Growth arena with caveat

“CPG/FMCG leaders should view the MENA as a true growth arena. The opportunity is real, but the bar is rising — consumers are more time-starved, more intentional, and increasingly focused on trust and relevance,” said Faisal Sheikh, senior partner at Bain & Co during a 2026 market review. 

Azad Zangana, head of GCC Macroeconomic Analysis at Oxford Economics, said in a 2025 report that real household consumption across the GCC region is projected to increase by 3.4 percent annually over the next five years, nearly double the 1.7 percent growth forecast internationally. 

Credit growth is a powerful driver of consumption. The value of personal bank loans in the UAE alone surged 17.8 percent in the three months to April 2025 compared with a year earlier.

-=-=-

Copy out the passage above on consumer growth in the MENA region, word for word and in full. The lines that come next are from a separate source.

• Collected material
-=-=-

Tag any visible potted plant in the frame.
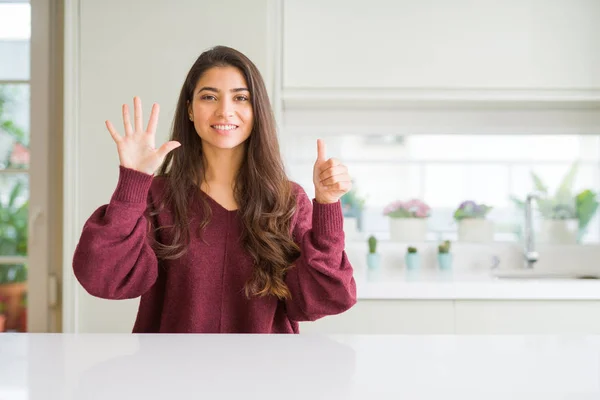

-=-=-

• Exercise response
Growth arena with caveat

“CPG/FMCG leaders should view the MENA as a true growth arena. The opportunity is real, but the bar is rising — consumers are more time-starved, more intentional, and increasingly focused on trust and relevance,” said Faisal Sheikh, senior partner at Bain & Co during a 2026 market review. 

Azad Zangana, head of GCC Macroeconomic Analysis at Oxford Economics, said in a 2025 report that real household consumption across the GCC region is projected to increase by 3.4 percent annually over the next five years, nearly double the 1.7 percent growth forecast internationally. 

Credit growth is a powerful driver of consumption. The value of personal bank loans in the UAE alone surged 17.8 percent in the three months to April 2025 compared with a year earlier.